::: PAGE EXCERPT

The Employee Retirement Income Security Act of 1974 (ERISA) requires plan sponsors of qualified retirement plans, such as a defined contribution plan or 401(k) plan, to act solely in the interests of participants and their beneficiaries. This means that the plan sponsor, as a fiduciary, must ensure that the plan itself does not discriminate in favor of business owners or highly-paid employees.

As part of their fiduciary duties, plan sponsors are tasked with making sure their retirement plans do not unfairly favor these individuals under the Internal Revenue Service (IRS) regulations. The IRS has developed methodologies to annually test qualified retirement plans for compliance with these regulations. Failing one of these tests may have costly consequences for plan sponsors, including potential disqualification of the plan if left uncorrected.

Having a broad understanding of these tests can be beneficial to a plan sponsor to keep their retirement plan from getting caught in a costly situation. The following are a few specific 401(k) plan compliance tests and suggestions for plan sponsors to potentially avoid testing issues and correct them when they arise. 

Related Read: IRS Compliance Checklist: Keep Your Plan Running Smoothly and Legally

IRS Nondiscrimination Testing

The IRS has several nondiscrimination tests for plans to satisfy to remain compliant with IRS rules. Two of these tests, specific to 401(k) plans, are the (ADP) test and the Actual Contribution Percentage (ACP) test. The ACP test also applies to 403(b) plans. The ADP test examines what employees defer to their accounts and the ACP test examines what employers contribute on behalf of employees into their accounts in the form of matching. All 401(k) plans need to satisfy these tests unless they meet an exception, such as a safe harbor plan without a profit-sharing contribution.

The IRS designed the ADP and ACP tests to ensure that the average rates of employee contributions and related company matches are proportional between those employees that are highly paid versus those that are not highly paid. When testing, employees are separated into these two groups. In addition, these calculations include all eligible employees, even if they do not contribute to the plan. The deferrals and employer contributions for each group are compared to determine whether a plan meets the IRS limitations. To pass testing, the highly paid deferral and employer contribution rates must fall within certain acceptable ranges defined by the IRS.

Related Read: What You Need to Know About ADP/ACP Discrimination Testing

Failures and Remedies

The IRS realizes that failures happen and has several options that plan sponsors can use to remedy the testing failures. Sometimes correction may be made by shifting deferrals to employer contributions or vice versa. This works when one of the tests fails such as the ADP test, and the ACP test passes testing, for example.

::::::
::: SOURCE MATERIAL

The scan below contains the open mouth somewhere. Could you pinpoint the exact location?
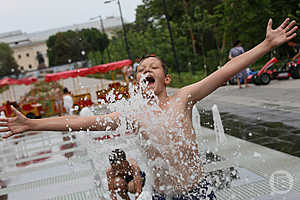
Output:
[146,76,155,86]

::::::

REQUEST A ▸
Summarize the excerpt on 401(k) compliance testing in two sentences.
REQUEST B ▸
Pick up the excerpt on 401(k) compliance testing after its last sentence and write on from there.

EXERCISE RESPONSE A ▸
ERISA requires sponsors of qualified retirement plans to act solely in the interests of participants and their beneficiaries, and the IRS tests these plans annually to make sure they do not favor business owners or highly paid employees; failures left uncorrected can lead to disqualification of the plan. For 401(k) plans, the ADP and ACP tests compare employee deferral and employer matching rates between highly paid and other employees, and the IRS offers remedies for failures, such as shifting deferrals to employer contributions or vice versa.

EXERCISE RESPONSE B ▸
The most commonly used correction is for a plan to refund just enough money to the highly paid employees to meet IRS requirements. Refunds are taxable at the employee’s personal income tax rate. Therefore, it is important to timely communicate with the employees who are receiving refunds.

Alternatively, employers may be able to make a corrective contribution to the non-highly paid employees to pass testing. Employers have the option of using a combination of these strategies to correct testing failures, as allowable in the plan document. Regardless of how an ADP or ACP failure is corrected, plan sponsors have 2½ months after the end of each plan year to correct it.  If corrections are made after this date, an excise tax of 10% will apply to any excess contributions.

It is not uncommon for plans to fail nondiscrimination testing. Chronic annual failures should not simply be accepted as the status quo and consideration may be warranted related to changes in plan design. Some examples of changes to plan design that may be helpful include:

  • Adding features like automatic enrollment and automatic escalation of annual deferral contributions may help to improve outcomes. Automatic enrollment particularly helps a plan where there is a lack of participation by non-highly paid employees. Whereas automatic escalation helps to raise deferral rates of the non-highly paid employees.
  • Plan sponsors can adopt a safe harbor plan and be deemed to pass testing requirements altogether. However, additional matching cost is a consideration when adding this feature.

Be in the Know

Having an overall understanding and handle on ensuring plan compliance is an important part of a plan sponsor’s fiduciary duty. That will help you avoid being caught off guard by testing failures, additional tax bills and government filings. To avoid these unpleasant surprises, plan sponsors should work with a benefits consultant or plan administrator with expertise in plan design and compliance testing.